[Start]

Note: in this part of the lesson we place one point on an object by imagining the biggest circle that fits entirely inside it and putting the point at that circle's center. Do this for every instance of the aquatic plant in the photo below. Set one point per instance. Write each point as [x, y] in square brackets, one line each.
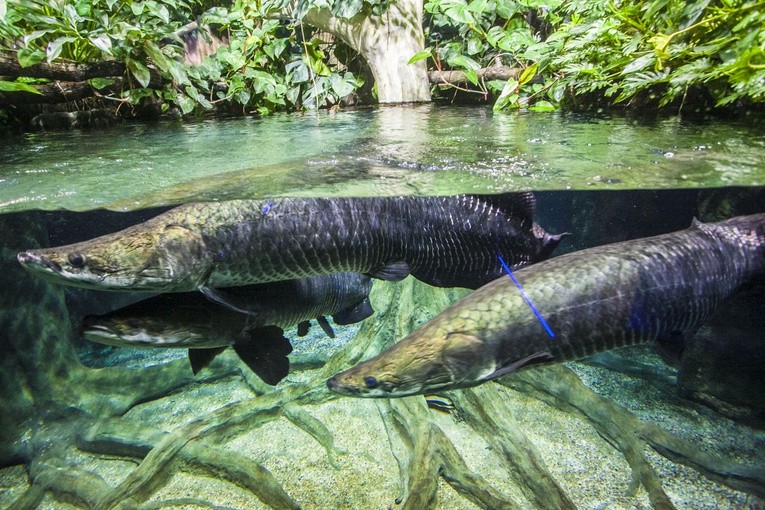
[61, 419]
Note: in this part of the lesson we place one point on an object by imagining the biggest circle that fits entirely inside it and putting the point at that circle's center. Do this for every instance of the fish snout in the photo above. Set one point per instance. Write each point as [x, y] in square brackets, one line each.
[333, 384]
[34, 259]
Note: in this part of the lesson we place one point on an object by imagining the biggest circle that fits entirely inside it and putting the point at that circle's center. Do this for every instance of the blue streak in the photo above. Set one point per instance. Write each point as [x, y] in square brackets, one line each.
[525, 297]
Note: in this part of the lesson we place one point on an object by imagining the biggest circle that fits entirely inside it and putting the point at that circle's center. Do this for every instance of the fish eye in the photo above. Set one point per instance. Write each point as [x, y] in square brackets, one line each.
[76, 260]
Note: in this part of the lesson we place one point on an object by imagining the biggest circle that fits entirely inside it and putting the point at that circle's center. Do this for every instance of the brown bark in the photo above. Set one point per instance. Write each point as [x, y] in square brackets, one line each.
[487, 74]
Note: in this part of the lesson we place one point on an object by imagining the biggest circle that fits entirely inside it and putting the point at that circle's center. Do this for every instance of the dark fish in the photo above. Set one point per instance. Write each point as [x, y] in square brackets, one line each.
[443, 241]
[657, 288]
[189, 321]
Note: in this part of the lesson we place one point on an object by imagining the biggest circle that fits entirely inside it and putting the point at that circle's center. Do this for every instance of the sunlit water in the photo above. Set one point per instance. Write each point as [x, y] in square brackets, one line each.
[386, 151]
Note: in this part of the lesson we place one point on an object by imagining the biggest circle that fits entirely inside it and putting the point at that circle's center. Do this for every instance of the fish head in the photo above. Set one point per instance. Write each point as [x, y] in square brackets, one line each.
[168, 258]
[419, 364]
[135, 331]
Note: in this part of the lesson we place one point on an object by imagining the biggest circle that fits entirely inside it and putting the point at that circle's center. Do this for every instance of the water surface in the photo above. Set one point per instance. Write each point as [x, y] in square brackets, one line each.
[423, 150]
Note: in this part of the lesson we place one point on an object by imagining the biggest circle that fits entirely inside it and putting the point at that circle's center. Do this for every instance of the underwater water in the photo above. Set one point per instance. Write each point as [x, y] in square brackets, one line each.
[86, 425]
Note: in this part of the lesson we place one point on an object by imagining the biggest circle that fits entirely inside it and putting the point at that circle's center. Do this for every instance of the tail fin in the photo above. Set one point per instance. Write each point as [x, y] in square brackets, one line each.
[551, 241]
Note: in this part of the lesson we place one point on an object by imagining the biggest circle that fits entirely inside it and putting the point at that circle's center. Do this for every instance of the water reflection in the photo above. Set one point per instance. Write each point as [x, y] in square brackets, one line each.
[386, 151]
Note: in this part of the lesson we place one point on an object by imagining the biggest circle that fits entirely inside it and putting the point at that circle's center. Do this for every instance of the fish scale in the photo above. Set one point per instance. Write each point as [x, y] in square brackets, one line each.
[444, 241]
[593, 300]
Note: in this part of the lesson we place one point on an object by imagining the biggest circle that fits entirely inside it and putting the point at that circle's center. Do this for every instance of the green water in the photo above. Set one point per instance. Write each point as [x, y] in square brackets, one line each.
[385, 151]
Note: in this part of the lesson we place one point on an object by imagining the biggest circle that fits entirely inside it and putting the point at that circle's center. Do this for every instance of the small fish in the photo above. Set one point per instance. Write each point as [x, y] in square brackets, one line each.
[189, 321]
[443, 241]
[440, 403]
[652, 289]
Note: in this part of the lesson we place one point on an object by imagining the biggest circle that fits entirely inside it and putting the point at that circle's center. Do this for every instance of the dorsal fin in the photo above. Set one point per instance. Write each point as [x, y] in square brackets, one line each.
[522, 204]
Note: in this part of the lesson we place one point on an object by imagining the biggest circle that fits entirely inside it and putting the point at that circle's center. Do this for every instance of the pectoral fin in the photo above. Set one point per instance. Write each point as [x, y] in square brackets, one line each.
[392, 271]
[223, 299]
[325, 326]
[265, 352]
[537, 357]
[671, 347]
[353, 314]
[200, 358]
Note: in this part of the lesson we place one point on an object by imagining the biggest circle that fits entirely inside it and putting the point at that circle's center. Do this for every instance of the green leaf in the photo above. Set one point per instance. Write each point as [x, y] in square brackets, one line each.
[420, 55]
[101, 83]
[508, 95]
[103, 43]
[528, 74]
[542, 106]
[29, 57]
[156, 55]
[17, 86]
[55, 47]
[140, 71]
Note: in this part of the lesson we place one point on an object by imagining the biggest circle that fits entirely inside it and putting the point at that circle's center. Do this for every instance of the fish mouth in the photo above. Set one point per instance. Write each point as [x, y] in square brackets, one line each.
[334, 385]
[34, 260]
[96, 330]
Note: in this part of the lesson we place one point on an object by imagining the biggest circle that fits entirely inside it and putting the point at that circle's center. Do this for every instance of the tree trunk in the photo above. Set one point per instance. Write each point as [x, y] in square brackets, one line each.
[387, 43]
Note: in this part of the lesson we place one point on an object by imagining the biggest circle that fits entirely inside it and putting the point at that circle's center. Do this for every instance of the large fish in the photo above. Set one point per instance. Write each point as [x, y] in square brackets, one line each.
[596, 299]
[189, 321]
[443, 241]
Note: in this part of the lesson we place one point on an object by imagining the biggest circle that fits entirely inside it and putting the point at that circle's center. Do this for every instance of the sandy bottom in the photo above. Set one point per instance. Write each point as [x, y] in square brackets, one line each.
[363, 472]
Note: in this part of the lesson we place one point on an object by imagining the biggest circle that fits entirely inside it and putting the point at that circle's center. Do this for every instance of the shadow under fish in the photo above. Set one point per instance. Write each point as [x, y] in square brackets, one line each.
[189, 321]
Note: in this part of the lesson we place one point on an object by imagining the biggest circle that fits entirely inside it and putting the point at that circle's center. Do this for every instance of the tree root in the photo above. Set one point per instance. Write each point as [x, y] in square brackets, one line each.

[End]

EXERCISE BRIEF
Reproduce the whole listing word for word, setting aside any pictures.

RESPONSE TO THIS EXERCISE
Note: in this part of the lesson we place one point on an object by imagining the biggest circle that fits entirely inside it and putting the point at that circle's center. Do this for every instance of the aquatic plant in the photo below. Set one point per instance. Write each point as [x, y] in square brackets, one line each.
[61, 419]
Note: in this part of the lesson we place one point on an object by imagining the biggest circle that fits entirely inside it and putting the point at that circle's center. Do this for every instance of the fish snout in the photo above. Set one point per instance. Write each point as [x, y] in square brackets, one line each.
[333, 384]
[34, 259]
Note: in this part of the lesson we place one point on an object by imagining the biggest circle that fits entirely inside it and putting the point at that circle's center. Do this for every instance of the blue streak in the photo above. Set one point per instance. Write each point as [x, y] in square brackets, one line each.
[525, 297]
Note: in this part of the lesson we place one point on an object by imagining the biggest circle that fits entirely inside it and putting the point at that circle's center. Do this for every instance of the fish eye in the photo above. Set one point per instance. Write each point as [x, y] in square brackets, one line each.
[76, 260]
Note: in this part of the lesson we place one point on an object by imagining the biggest circle that fits entirely inside it and putting the point at that circle's center. Do this for every instance of the brown bark in the photo above. Set one point per instance. Write each point as [x, y] in square brackets, one line each.
[487, 74]
Note: in this part of the lesson we place one point on an object by imagining the biggest circle that fits entirely inside it and putting the point at that circle's center. Do this for every instance of the dark fish in the photo above. Set one point per instance. Write each point as [x, y] in square brackets, one line each.
[443, 241]
[657, 288]
[189, 321]
Note: in this part of the lesson we place one point on an object by imagining the biggest circle that fits entirely inside it and putting the point at that circle's center. Do this for every instance of the sunlit water in the photo above. Set one point per instance. Write each point as [x, y] in square brackets, one line each.
[386, 151]
Note: in this part of the lesson we place one point on an object by imagining the biggest circle that fits entirely inside it and putting the point at that circle's center. Do this for every instance of the fish head in the photo above. Set one point per instance. Write each point as [x, y] in square brackets, one line each.
[168, 258]
[419, 364]
[135, 331]
Note: in this part of the lesson we place one point on an object by imagining the biggest circle that fits entirely inside it and putting the point at that circle's center. Do this for every instance of the water surface in the photo above. Set one point per instance. Write each point as [x, y] in square brackets, one line each.
[423, 150]
Note: in this part of the lesson we place one point on an object by imagining the biggest circle that fits entirely inside it and putting the point at that circle's center. Do this for every instance of the underwater water in the photo above. Set one point per instance. Write each point as [x, y] in square brackets, one line each.
[86, 425]
Note: in this part of the lesson we place one point on an object by imagining the biggest circle that fits entirely inside it and putting the point at that circle's center. Do this for every instance of the tail fin in the photo above. Set one point per instance. Write each point as [x, y] in square brackets, one line each.
[551, 241]
Note: in this part of the lesson we place one point on an object by imagining the biggest circle that fits entirely inside it and putting the point at that circle's center. Do this for every instance of the water reflection in the photo above. Set one point per instance. Write each point as [x, y] in square brackets, one line each.
[386, 151]
Note: in this part of the lesson we place one point on an object by imagining the biggest circle that fits entirely inside it and putting the point at that circle's center. Do this for every instance of the fish scale in the photo above. Set one point per instance. Write each point as [x, y] in square brackets, one line each.
[444, 241]
[593, 300]
Note: in this part of the lesson we place one point on an object by imagining the biggest circle that fits entirely inside it and putting the point at that circle's center. Do this for every instance of the green water in the photo above. Set one point per instance. Write each point as [x, y] in square brackets, one line each.
[385, 151]
Note: in this part of the lesson we place one point on an object by imagining the biggest circle that fits entirely inside it and putting the point at that circle's center. Do this for every instance of the small fish in the photo above. Set one point per instance. Write each point as [x, y] in square brackets, one line each.
[189, 321]
[443, 241]
[440, 403]
[652, 289]
Note: in this part of the lesson we place one point on an object by imagining the biggest circle that fits entirely inside it and putting the point at that circle's center. Do this for every instance of the dorsal fin in the photo above. Set one point per instance. Write each point as [x, y] in square brackets, one line each.
[522, 204]
Note: in this part of the lesson we place one point on an object by imagining the biggest circle that fits entirely inside it and putting the point at that circle's center. Do this for every instance of the pectoral fin in the photo above. Set one point per instance. Write each point as [x, y] in square brackets, one line each.
[392, 271]
[223, 299]
[325, 326]
[265, 352]
[537, 357]
[671, 347]
[353, 314]
[200, 358]
Note: in this part of the lesson we place one point on an object by imagining the biggest circle that fits entirely inside it and putting the point at that circle's center. Do this for every instance of the green leaf in the photo above. Set one point per instance. Write each point as [x, y] in square brackets, one line each.
[420, 55]
[101, 83]
[508, 95]
[103, 43]
[528, 74]
[542, 106]
[29, 57]
[156, 55]
[17, 86]
[55, 47]
[140, 71]
Note: in this part of the lesson we place one point on an object by imagining the biggest circle that fits entirely inside it and putting the point at that circle's center. Do this for every instance of the fish mouth in the photo above. Set one point per instance. Write each point as [x, y] in square brackets, one line each.
[334, 385]
[34, 260]
[96, 330]
Note: in this part of the lesson we place one point on an object by imagining the biggest circle that fits entirely inside it and putting the point at that circle's center. Do this for every instance of the tree trunk in the photo above. Set one point per instance. Write each point as [x, y] in square brackets, one line each.
[387, 43]
Note: in this part of the lesson we place one point on an object by imagining the biggest circle that fits entirely inside it and putting the point at that circle's center. Do this for every instance of the large fish in the photo above. Set one point per instance. Write each point as [x, y] in square brackets, one line each.
[596, 299]
[189, 321]
[443, 241]
Note: in this part of the lesson we place one point on an object by imagining the biggest circle that fits entirely inside it and putting the point at that circle's center. Do this for every instance of the sandy bottom in the photo above. Set one point per instance. Write each point as [x, y] in square brackets, one line each.
[363, 472]
Note: in this part of the lesson we place one point on an object by imagining the biggest circle that fits entirely inside it and putting the point at that circle's center. Do this for every instance of the shadow under fish in the photo above. Set one point per instance. Write each point as [x, y] in square brackets, one line each.
[189, 321]
Note: in this part of the lesson we place one point on an object by imagining the biggest circle that fits entirely inside it and putting the point at that circle's center. Do this for every instance of the tree root in the photo above. Set one point per instance. Write each point as [x, y] in square brackets, one line each.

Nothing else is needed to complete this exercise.